● What is being asked
In the entries below, swap every occurrence of "every instance" for "all instances" and leave all other text unchanged.

◆ ◆ ◆ ◆

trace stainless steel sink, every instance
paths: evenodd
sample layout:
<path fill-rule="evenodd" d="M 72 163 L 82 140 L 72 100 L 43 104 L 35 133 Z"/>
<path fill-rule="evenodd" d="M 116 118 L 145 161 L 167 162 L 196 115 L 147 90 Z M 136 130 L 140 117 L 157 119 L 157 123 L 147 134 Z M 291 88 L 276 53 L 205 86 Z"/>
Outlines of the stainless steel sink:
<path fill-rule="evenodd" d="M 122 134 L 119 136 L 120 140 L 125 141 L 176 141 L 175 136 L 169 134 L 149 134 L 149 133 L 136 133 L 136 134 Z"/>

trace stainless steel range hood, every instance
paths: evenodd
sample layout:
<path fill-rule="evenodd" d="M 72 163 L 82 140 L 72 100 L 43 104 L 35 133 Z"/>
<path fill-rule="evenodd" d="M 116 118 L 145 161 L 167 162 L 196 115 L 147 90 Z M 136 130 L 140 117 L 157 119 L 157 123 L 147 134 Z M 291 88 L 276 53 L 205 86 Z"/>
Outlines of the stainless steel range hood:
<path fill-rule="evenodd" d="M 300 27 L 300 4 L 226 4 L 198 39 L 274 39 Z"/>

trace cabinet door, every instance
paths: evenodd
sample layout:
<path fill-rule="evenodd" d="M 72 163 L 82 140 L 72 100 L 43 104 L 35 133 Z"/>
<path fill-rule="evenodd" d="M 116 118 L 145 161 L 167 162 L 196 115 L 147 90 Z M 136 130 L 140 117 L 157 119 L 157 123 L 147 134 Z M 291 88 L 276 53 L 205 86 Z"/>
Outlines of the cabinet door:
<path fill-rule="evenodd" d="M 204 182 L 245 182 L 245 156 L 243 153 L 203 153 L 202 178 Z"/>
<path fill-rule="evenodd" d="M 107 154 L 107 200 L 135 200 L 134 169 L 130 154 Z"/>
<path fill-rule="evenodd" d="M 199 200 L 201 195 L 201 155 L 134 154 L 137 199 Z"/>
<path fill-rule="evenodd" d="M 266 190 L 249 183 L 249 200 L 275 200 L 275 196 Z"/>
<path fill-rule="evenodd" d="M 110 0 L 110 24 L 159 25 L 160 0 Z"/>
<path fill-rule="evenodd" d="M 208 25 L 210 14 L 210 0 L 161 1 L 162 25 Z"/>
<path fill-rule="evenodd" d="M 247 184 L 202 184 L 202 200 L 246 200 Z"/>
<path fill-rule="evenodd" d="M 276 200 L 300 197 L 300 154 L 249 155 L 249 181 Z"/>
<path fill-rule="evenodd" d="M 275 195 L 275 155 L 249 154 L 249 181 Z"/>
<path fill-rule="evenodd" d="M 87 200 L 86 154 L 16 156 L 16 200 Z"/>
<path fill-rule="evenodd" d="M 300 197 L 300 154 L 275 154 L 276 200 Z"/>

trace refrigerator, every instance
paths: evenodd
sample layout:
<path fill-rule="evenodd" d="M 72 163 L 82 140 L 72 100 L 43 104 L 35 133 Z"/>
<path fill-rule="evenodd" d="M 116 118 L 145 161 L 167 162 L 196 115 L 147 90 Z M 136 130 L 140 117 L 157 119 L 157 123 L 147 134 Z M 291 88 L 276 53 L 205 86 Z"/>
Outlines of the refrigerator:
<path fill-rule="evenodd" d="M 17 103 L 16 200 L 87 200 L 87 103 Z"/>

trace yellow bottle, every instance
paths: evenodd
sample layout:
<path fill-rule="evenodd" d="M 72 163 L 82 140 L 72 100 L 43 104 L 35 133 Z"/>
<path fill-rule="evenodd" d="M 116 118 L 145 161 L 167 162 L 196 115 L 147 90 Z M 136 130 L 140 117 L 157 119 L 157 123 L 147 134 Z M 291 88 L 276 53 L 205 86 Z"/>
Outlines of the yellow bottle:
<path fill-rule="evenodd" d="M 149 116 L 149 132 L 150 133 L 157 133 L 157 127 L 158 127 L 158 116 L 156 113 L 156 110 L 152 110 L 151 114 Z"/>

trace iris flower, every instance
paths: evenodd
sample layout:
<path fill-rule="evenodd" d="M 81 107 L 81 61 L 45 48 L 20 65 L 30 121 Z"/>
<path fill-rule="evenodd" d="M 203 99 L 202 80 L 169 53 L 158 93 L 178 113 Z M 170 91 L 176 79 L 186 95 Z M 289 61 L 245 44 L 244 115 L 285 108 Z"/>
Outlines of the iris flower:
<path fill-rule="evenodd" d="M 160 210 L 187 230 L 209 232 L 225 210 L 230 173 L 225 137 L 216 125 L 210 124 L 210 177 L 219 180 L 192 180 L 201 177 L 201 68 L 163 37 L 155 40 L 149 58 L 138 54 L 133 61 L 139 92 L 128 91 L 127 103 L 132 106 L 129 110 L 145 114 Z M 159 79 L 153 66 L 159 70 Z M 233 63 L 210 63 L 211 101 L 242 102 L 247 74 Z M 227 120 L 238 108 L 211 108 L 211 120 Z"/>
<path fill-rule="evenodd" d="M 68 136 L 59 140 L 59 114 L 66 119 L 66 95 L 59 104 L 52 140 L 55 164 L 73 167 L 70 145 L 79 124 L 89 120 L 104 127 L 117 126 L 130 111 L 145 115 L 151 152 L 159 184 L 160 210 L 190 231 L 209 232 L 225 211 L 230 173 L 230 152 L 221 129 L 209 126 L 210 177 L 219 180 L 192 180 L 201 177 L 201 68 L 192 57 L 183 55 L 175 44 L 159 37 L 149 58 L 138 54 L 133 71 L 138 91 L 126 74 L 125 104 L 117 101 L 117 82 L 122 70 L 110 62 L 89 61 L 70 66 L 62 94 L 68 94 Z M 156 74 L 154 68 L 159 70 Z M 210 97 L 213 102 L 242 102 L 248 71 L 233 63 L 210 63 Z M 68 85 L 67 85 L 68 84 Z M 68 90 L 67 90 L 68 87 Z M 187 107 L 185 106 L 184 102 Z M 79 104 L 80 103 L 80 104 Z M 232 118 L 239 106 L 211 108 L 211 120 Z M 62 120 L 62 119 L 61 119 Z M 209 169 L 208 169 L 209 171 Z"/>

◆ ◆ ◆ ◆

● Exercise response
trace stainless steel sink, all instances
paths: evenodd
sample layout:
<path fill-rule="evenodd" d="M 72 163 L 82 140 L 72 100 L 43 104 L 35 133 Z"/>
<path fill-rule="evenodd" d="M 116 118 L 145 161 L 167 162 L 196 115 L 147 90 Z M 136 130 L 140 117 L 157 119 L 157 123 L 147 134 Z M 291 88 L 276 53 L 205 86 Z"/>
Outlines of the stainless steel sink:
<path fill-rule="evenodd" d="M 122 134 L 119 136 L 120 140 L 125 141 L 176 141 L 175 136 L 169 134 L 149 134 L 149 133 L 136 133 L 136 134 Z"/>

trace stainless steel range hood, all instances
paths: evenodd
sample layout:
<path fill-rule="evenodd" d="M 72 163 L 82 140 L 72 100 L 43 104 L 35 133 Z"/>
<path fill-rule="evenodd" d="M 116 118 L 145 161 L 167 162 L 196 115 L 147 90 Z M 136 130 L 140 117 L 157 119 L 157 123 L 147 134 Z M 291 88 L 276 53 L 205 86 Z"/>
Outlines of the stainless steel range hood:
<path fill-rule="evenodd" d="M 300 27 L 300 4 L 226 4 L 198 39 L 274 39 Z"/>

trace cabinet door, all instances
paths: evenodd
sample layout:
<path fill-rule="evenodd" d="M 72 163 L 82 140 L 72 100 L 43 104 L 35 133 Z"/>
<path fill-rule="evenodd" d="M 116 118 L 145 161 L 167 162 L 196 115 L 147 90 Z M 136 130 L 140 117 L 157 119 L 157 123 L 147 134 Z M 291 88 L 276 53 L 205 86 Z"/>
Outlines of the cabinet door:
<path fill-rule="evenodd" d="M 204 182 L 245 182 L 245 156 L 243 153 L 203 153 L 202 178 Z"/>
<path fill-rule="evenodd" d="M 107 154 L 107 200 L 135 200 L 134 169 L 130 154 Z"/>
<path fill-rule="evenodd" d="M 199 200 L 201 195 L 201 155 L 134 154 L 137 199 Z"/>
<path fill-rule="evenodd" d="M 266 190 L 249 183 L 249 200 L 275 200 L 275 196 Z"/>
<path fill-rule="evenodd" d="M 110 0 L 110 24 L 159 25 L 160 0 Z"/>
<path fill-rule="evenodd" d="M 208 25 L 210 14 L 210 0 L 161 1 L 162 25 Z"/>
<path fill-rule="evenodd" d="M 247 184 L 202 184 L 202 200 L 246 200 Z"/>
<path fill-rule="evenodd" d="M 276 200 L 300 197 L 300 154 L 249 155 L 249 181 Z"/>
<path fill-rule="evenodd" d="M 275 195 L 275 155 L 249 154 L 249 181 Z"/>
<path fill-rule="evenodd" d="M 87 200 L 86 154 L 16 156 L 16 200 Z"/>
<path fill-rule="evenodd" d="M 300 197 L 300 154 L 275 154 L 276 200 Z"/>

trace refrigerator, all instances
paths: evenodd
sample layout:
<path fill-rule="evenodd" d="M 72 163 L 82 140 L 72 100 L 43 104 L 35 133 Z"/>
<path fill-rule="evenodd" d="M 116 118 L 145 161 L 167 162 L 196 115 L 147 90 Z M 136 130 L 140 117 L 157 119 L 157 123 L 147 134 Z M 291 88 L 276 53 L 205 86 Z"/>
Outlines of the refrigerator:
<path fill-rule="evenodd" d="M 17 103 L 16 200 L 87 200 L 87 103 Z"/>

trace yellow bottle, all instances
paths: evenodd
sample layout:
<path fill-rule="evenodd" d="M 72 163 L 82 140 L 72 100 L 43 104 L 35 133 Z"/>
<path fill-rule="evenodd" d="M 116 118 L 145 161 L 167 162 L 196 115 L 147 90 Z M 136 130 L 140 117 L 157 119 L 157 123 L 147 134 Z M 291 88 L 276 53 L 205 86 Z"/>
Outlines of the yellow bottle:
<path fill-rule="evenodd" d="M 149 116 L 149 132 L 150 133 L 157 133 L 157 127 L 158 127 L 158 116 L 156 113 L 156 110 L 152 110 L 151 114 Z"/>

trace iris flower, all instances
paths: evenodd
sample layout:
<path fill-rule="evenodd" d="M 81 107 L 81 61 L 45 48 L 20 65 L 30 121 Z"/>
<path fill-rule="evenodd" d="M 203 99 L 202 80 L 169 53 L 158 93 L 178 113 Z M 170 91 L 176 79 L 186 95 Z M 289 61 L 245 44 L 244 115 L 285 108 Z"/>
Outlines of the iris flower:
<path fill-rule="evenodd" d="M 160 210 L 187 230 L 209 232 L 225 210 L 230 173 L 225 137 L 216 125 L 210 124 L 210 177 L 219 180 L 192 180 L 201 177 L 201 68 L 163 37 L 155 40 L 149 58 L 138 54 L 133 61 L 139 92 L 128 91 L 127 103 L 132 106 L 129 110 L 145 114 Z M 159 79 L 153 66 L 159 70 Z M 233 63 L 210 63 L 211 101 L 242 102 L 247 74 Z M 227 120 L 238 108 L 211 108 L 211 120 Z"/>
<path fill-rule="evenodd" d="M 68 136 L 59 140 L 59 114 L 66 119 L 66 95 L 59 104 L 52 140 L 55 164 L 73 167 L 70 145 L 79 124 L 89 120 L 104 127 L 117 126 L 130 111 L 145 115 L 151 152 L 159 184 L 160 210 L 190 231 L 209 232 L 225 211 L 230 173 L 230 152 L 221 129 L 209 126 L 210 177 L 219 180 L 192 180 L 201 177 L 201 68 L 192 57 L 183 55 L 175 44 L 159 37 L 149 58 L 138 54 L 133 71 L 138 91 L 126 74 L 125 104 L 117 101 L 117 82 L 122 70 L 110 62 L 89 61 L 70 66 L 62 94 L 68 94 Z M 156 74 L 154 68 L 159 70 Z M 210 97 L 213 102 L 242 102 L 248 71 L 233 63 L 210 63 Z M 68 85 L 67 85 L 68 84 Z M 68 90 L 67 90 L 68 87 Z M 187 107 L 185 106 L 184 102 Z M 79 104 L 80 103 L 80 104 Z M 232 118 L 239 106 L 211 108 L 211 120 Z M 62 120 L 62 119 L 61 119 Z M 209 169 L 208 169 L 209 171 Z"/>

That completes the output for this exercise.